PROBLEM TO SOLVE: Each entry below is to be extracted exactly.

MATERIAL PROVIDED:
==*==
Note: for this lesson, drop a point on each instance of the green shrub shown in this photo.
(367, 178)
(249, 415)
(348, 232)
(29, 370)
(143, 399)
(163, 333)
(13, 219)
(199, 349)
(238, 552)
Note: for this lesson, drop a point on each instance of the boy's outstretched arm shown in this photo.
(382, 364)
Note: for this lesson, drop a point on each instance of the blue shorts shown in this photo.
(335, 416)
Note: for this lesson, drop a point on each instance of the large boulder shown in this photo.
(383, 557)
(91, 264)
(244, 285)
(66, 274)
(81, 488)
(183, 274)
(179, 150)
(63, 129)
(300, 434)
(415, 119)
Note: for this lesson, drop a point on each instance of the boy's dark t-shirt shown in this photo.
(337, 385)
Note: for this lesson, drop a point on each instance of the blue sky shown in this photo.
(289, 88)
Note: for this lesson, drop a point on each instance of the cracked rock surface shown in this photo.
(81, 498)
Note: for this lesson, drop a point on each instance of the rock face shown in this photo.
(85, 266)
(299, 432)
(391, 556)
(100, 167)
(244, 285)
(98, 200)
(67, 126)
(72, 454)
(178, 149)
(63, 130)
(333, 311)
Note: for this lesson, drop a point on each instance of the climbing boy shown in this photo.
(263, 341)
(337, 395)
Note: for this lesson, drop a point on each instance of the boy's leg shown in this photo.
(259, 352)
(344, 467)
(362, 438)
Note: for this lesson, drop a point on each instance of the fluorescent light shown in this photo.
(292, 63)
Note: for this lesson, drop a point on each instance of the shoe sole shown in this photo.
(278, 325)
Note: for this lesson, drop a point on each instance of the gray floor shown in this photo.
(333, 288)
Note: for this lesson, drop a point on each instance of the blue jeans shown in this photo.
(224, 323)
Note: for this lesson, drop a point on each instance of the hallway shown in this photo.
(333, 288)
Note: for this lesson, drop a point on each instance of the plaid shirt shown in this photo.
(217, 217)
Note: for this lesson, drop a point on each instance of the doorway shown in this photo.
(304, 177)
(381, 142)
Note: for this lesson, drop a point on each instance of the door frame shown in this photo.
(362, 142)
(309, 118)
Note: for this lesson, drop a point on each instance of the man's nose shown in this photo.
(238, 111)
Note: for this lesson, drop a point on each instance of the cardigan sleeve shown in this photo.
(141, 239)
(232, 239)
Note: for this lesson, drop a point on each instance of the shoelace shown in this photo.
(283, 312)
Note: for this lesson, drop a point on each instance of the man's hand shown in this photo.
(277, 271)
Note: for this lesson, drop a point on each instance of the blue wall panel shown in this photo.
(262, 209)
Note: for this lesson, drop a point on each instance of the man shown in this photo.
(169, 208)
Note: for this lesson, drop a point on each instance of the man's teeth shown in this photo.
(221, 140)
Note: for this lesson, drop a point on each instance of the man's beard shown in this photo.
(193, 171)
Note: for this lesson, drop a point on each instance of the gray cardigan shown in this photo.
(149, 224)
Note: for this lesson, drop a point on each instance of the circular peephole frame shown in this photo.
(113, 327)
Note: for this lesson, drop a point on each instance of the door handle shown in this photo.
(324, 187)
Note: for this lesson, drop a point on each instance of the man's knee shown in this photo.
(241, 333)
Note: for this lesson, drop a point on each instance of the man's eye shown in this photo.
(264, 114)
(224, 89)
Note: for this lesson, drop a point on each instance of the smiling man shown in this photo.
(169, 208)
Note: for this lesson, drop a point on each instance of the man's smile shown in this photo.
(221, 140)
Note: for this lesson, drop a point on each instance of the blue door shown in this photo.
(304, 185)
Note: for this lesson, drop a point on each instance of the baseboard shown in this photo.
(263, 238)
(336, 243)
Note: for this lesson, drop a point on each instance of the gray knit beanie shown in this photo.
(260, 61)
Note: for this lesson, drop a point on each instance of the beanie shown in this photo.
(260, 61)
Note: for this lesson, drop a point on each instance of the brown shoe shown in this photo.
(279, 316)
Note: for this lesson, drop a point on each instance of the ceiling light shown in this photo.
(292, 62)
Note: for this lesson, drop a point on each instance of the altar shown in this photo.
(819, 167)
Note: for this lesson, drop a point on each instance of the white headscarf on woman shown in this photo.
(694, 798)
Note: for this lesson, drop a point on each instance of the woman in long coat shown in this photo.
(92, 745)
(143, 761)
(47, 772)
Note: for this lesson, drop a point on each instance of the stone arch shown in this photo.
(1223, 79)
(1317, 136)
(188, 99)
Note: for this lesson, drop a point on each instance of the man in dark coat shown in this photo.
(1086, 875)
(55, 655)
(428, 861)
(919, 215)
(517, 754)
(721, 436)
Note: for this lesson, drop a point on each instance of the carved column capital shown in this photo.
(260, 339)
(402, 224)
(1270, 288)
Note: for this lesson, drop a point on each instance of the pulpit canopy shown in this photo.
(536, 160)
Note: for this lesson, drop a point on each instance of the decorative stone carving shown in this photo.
==*==
RESPONSE BOX:
Note: for this lesson, drop a point on each instance of the green shrub shown in this photo.
(367, 178)
(249, 415)
(348, 232)
(29, 370)
(143, 399)
(163, 333)
(13, 219)
(199, 349)
(238, 552)
Note: for this lesson, drop a point on each instance of the boy's outstretched arm shown in this photo.
(382, 364)
Note: for this lesson, drop a point on each instance of the blue shorts shown in this photo.
(335, 416)
Note: for this lesson, drop a point on each instance of the large boulder shown in this photo.
(383, 557)
(91, 264)
(244, 285)
(66, 274)
(81, 488)
(183, 274)
(179, 150)
(63, 129)
(300, 434)
(415, 119)
Note: for this lesson, drop a point on each instance of the boy's dark t-shirt shown in this photo.
(337, 385)
Note: for this lesson, drop a point on each instance of the blue sky shown in this photo.
(289, 88)
Note: for this lesson, drop a point on each instance of the cracked rock surface shown in this photo.
(81, 498)
Note: for this lesson, drop a point on each instance of the rock face shown in this photo.
(85, 266)
(299, 432)
(391, 556)
(100, 167)
(244, 285)
(98, 200)
(67, 126)
(72, 454)
(178, 149)
(63, 130)
(333, 311)
Note: for this lesson, drop a point on each instance of the climbing boy shown in this photo.
(263, 341)
(337, 395)
Note: for this lesson, drop a point on each instance of the boy's leg shown in this photo.
(259, 352)
(344, 467)
(362, 438)
Note: for this lesson, drop a point on each instance of the fluorescent light shown in this photo.
(292, 63)
Note: for this lesson, drop a point on each instance of the shoe sole shown in this photo.
(278, 325)
Note: for this lesson, drop a point on each instance of the gray floor shown in this photo.
(333, 288)
Note: for this lesson, drop a point on each instance of the blue jeans shown in this photo.
(224, 323)
Note: for this lesson, drop a point on each instance of the hallway shown in this photo.
(333, 288)
Note: for this lesson, drop a point on each instance of the plaid shirt shown in this photo.
(217, 217)
Note: for this lesson, drop a point on each instance of the doorway shown in this photo.
(304, 177)
(381, 142)
Note: for this lesson, drop a point on each instance of the door frame shown in this photo.
(362, 142)
(309, 118)
Note: for this lesson, drop a point on each instance of the man's nose shown in this photo.
(238, 111)
Note: for this lesson, drop a point on each instance of the cardigan sleeve shown in this photo.
(141, 239)
(232, 239)
Note: for this lesson, drop a point on each instance of the shoelace shown in this photo.
(283, 312)
Note: for this lesson, drop a point on each instance of the man's hand shown in this photo.
(277, 271)
Note: for this lesson, drop a point on each instance of the blue wall panel shown in this photo.
(262, 209)
Note: for this lesson, drop a point on each instance of the man shown in this photo.
(169, 208)
Note: for this lesson, drop a point on each instance of the man's teeth shown in this photo.
(221, 140)
Note: for this lesson, drop a point on each instance of the man's beard shown in this photo.
(193, 171)
Note: for this lesson, drop a point on each instance of the gray cardigan shown in this photo.
(149, 224)
Note: for this lesson, drop a point on each instance of the circular peephole frame shown in this photo.
(113, 327)
Note: for this lesson, drop a point on each instance of the door handle shown in this photo.
(324, 187)
Note: for this lesson, drop a point on each instance of the man's knee shown in this photo.
(241, 333)
Note: for this lesson, drop a point on each instance of the man's eye shown in this photo.
(264, 114)
(224, 89)
Note: for this lesson, drop a point on each instance of the smiling man shown in this photo.
(169, 208)
Note: for this lesson, drop a point on each instance of the man's smile shown in this photo.
(221, 140)
Note: for this lesson, drop a point on each instance of the blue door shown in this photo.
(304, 185)
Note: for this lesson, drop a point on each instance of the baseboard shown in this photo.
(263, 238)
(336, 243)
Note: for this lesson, drop a point on each instance of the gray knit beanie shown in this photo.
(260, 61)
Note: for this lesson, drop a point on each instance of the beanie shown in this photo.
(260, 61)
Note: for this lesson, drop a point on each instance of the brown shoe shown in this photo.
(279, 316)
Note: for this lesson, drop a point on each instance of the ceiling light shown in this photo.
(292, 62)
Note: for this lesson, drop a point on each instance of the altar shown in this photo.
(819, 167)
Note: for this lesson, drop a point on each instance of the white headscarf on woman shown in this photo.
(694, 798)
Note: for this lesson, drop a point on each instance of the woman in long coat shown in this photo.
(92, 745)
(143, 761)
(47, 772)
Note: for this lesson, drop a point on each instance of the stone arch shown in this photo.
(1223, 79)
(1317, 136)
(188, 99)
Note: for this lesson, drop a point on each instance of the man in dark coat shown in this photo.
(1086, 875)
(55, 655)
(428, 861)
(919, 215)
(517, 754)
(721, 436)
Note: for this lesson, drop a point on each instance of the carved column capital shown in this photo.
(260, 339)
(402, 224)
(1270, 288)
Note: for this lesson, drop a point on each instance of the pulpit canopy shown in this photo.
(536, 160)
Note: for this lesson, drop a point on each instance of the decorative stone carving shown in this photo.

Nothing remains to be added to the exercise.